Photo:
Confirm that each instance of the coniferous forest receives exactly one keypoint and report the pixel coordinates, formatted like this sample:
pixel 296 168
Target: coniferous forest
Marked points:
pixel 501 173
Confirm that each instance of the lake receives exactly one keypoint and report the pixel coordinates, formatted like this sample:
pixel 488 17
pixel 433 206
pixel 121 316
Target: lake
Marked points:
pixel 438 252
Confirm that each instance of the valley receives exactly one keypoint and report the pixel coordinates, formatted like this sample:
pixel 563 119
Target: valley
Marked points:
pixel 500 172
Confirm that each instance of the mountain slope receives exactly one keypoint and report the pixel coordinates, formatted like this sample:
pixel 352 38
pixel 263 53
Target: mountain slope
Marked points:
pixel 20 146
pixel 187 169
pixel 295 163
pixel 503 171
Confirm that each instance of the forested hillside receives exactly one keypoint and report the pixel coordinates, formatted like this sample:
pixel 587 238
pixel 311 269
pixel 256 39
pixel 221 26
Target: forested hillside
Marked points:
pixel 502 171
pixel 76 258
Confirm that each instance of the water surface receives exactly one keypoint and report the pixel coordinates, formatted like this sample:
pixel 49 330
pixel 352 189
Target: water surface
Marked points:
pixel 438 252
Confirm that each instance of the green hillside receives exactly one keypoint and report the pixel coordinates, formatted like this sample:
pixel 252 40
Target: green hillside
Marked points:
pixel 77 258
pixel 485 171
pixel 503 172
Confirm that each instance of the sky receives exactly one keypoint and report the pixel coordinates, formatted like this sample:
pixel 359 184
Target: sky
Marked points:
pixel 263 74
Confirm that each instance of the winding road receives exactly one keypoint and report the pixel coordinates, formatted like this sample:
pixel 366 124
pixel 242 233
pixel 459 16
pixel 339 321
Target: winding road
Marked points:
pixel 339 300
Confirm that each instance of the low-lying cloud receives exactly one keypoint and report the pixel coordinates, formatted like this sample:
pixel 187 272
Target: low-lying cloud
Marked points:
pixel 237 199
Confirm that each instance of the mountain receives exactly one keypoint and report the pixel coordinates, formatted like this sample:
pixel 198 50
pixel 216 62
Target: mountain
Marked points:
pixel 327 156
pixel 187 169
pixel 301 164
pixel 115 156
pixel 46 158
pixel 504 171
————
Return, without any changes, the part of the material that opens with the line containing "Confirm that each instance of the water" and closes with the line containing "pixel 237 199", including both of those lines.

> [Full output]
Confirm that each instance of the water surface receives exactly one keypoint and report the pixel coordinates, formatted like this sample:
pixel 49 330
pixel 352 189
Target: water surface
Marked points:
pixel 438 252
Confirm that each instance of the green hillside receives exactly one keypoint and report the pixel coordinates, formatted like this sample:
pixel 252 40
Target: green hillside
Marked points:
pixel 77 258
pixel 485 171
pixel 503 172
Confirm that each instance of the sky receives exactly one keypoint and report the pixel coordinates, formatted like this sample:
pixel 359 184
Target: sky
Marked points:
pixel 263 74
Confirm that each instance of the winding road receives exactly one keypoint and report the pixel coordinates, formatted like this sample:
pixel 366 124
pixel 242 233
pixel 459 16
pixel 339 321
Target: winding road
Marked points:
pixel 339 300
Confirm that each instance of the low-lying cloud receives exactly one keypoint and report the pixel coordinates, formatted like this sample:
pixel 187 272
Target: low-lying cloud
Marked points:
pixel 237 199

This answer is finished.